In the research interests passage, what diameter range is given for the individual microvessels whose wall permeability Professor Curry's team measures? Please answer briefly.

- _Source passage_:
*** Block opens ***

Research Interests

Transport of Water and Solutes Across the Walls of Capillary Blood Vessels:
To investigate the modulation of the permeability of small blood vessels and to determine the physical and chemical nature of transcapillary pathways for water soluble materials, Professor Curry’s team has developed methods to measure the permeability properties of the walls of individual microvessels (15-40 microns in diameter) in living tissue, using microperfusion techniques. In the same vessels, they have adapted imaging techniques to measure the ionic composition of the endothelial cell cytoplasm, using fluorescent probes. Techniques are now being developed to introduce small peptides into endothelial cells of intact microvessels. These studies link investigations of mechanisms which regulate vascular permeability at the cellular and molecular level with investigations of the functional properties of intact microvessels in vivo.

*** Block closes ***

- _Lines from a data source_:
*** Block opens ***

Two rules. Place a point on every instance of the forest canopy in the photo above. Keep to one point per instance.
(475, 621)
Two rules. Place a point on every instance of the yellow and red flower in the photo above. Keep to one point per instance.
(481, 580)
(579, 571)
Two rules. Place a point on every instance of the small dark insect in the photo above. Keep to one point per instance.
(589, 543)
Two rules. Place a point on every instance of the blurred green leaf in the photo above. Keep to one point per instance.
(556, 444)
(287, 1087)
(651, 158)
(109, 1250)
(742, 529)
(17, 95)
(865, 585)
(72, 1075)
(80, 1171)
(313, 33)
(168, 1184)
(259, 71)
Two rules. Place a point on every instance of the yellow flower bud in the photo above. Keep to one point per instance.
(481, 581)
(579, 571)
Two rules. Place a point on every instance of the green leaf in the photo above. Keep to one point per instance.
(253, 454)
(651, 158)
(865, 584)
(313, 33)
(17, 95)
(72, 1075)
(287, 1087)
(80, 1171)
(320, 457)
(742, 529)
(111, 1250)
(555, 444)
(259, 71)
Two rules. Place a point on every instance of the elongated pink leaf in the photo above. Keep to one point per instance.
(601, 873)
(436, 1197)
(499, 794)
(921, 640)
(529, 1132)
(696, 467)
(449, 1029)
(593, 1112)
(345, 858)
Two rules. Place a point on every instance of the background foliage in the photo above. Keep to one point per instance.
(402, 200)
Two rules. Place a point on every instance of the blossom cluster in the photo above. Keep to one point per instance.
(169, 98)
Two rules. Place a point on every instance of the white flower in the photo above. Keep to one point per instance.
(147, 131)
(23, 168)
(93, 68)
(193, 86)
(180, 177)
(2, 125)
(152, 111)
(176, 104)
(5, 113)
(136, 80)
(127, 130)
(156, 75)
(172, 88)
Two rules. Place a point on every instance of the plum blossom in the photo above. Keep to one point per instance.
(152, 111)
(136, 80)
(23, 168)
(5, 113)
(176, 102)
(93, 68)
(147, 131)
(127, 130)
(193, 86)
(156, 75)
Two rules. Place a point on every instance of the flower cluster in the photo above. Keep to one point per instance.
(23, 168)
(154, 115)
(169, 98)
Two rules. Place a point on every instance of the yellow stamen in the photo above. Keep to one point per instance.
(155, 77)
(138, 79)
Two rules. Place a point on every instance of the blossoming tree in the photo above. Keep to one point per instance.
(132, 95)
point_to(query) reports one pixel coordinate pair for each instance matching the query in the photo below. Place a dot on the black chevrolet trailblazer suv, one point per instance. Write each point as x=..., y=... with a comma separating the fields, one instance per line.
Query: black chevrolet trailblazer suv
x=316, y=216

*** Block closes ***

- _Result of the exercise_:
15-40 microns in diameter.